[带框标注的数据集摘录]
● ● ● ●

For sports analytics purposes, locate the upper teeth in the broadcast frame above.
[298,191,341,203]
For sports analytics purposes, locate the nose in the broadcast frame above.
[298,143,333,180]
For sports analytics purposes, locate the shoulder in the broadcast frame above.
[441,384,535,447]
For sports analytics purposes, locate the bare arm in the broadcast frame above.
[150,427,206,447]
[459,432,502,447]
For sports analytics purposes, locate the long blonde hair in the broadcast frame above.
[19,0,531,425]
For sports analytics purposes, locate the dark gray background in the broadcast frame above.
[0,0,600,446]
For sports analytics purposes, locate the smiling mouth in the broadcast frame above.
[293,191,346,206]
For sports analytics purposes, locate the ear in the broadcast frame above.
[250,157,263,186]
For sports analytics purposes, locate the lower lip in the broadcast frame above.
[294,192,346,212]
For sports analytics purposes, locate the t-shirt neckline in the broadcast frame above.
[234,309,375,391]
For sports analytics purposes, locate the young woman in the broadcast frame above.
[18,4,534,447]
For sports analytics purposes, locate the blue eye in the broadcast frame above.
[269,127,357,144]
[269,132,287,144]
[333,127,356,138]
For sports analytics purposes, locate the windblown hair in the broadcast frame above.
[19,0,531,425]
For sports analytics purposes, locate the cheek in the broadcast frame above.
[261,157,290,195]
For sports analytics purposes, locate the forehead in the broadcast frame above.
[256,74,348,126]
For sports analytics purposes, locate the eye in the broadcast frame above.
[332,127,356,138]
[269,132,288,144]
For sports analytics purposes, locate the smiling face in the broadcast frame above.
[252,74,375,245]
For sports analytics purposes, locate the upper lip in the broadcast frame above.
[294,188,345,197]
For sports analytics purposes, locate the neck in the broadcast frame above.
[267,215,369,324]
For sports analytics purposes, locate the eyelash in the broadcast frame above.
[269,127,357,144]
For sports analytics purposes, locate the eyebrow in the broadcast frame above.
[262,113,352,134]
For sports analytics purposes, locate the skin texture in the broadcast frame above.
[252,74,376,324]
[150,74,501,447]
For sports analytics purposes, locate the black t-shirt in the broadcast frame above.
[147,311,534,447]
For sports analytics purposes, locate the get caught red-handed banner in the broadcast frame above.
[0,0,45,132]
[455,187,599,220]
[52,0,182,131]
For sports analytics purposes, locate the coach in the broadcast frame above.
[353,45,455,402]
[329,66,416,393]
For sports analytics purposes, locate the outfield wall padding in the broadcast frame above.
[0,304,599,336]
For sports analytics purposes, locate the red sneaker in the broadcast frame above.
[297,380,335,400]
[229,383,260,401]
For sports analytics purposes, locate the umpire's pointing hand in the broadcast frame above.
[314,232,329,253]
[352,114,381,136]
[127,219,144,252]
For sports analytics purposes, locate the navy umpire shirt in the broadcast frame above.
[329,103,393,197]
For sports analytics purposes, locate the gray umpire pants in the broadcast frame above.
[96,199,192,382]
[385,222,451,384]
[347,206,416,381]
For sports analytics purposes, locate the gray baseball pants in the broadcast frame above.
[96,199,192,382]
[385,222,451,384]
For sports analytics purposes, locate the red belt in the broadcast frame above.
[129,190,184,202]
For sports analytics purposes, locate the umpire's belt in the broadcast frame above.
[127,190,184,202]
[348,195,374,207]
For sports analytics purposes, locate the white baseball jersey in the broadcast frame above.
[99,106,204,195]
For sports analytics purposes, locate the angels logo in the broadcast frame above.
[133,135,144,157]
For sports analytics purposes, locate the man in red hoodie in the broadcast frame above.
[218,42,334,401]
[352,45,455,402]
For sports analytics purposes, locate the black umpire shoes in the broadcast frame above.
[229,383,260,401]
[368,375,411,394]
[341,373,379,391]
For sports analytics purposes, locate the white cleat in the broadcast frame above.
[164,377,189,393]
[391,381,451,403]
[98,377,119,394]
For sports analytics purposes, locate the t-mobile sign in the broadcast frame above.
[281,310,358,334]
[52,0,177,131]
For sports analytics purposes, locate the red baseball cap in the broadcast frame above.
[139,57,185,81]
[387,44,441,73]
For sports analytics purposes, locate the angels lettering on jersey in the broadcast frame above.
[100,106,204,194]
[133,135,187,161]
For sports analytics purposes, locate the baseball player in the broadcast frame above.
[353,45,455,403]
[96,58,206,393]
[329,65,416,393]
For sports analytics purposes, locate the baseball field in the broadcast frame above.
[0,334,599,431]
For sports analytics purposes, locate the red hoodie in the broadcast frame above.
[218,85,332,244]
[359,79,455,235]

● ● ● ●

_练习题目_
请把从含有“For sports analytics purposes, locate the man”的那一行到含有“[352,45,455,402]”的那一行（两端都包括）重新写出，并按0.25的比例缩放其中的方框坐标：每个坐标数值乘以0.25后四舍五入为整数，0.5向上进位。其余文字照原样保留。

_练习解答_
For sports analytics purposes, locate the man in red hoodie in the broadcast frame above.
[55,11,84,100]
[88,11,114,101]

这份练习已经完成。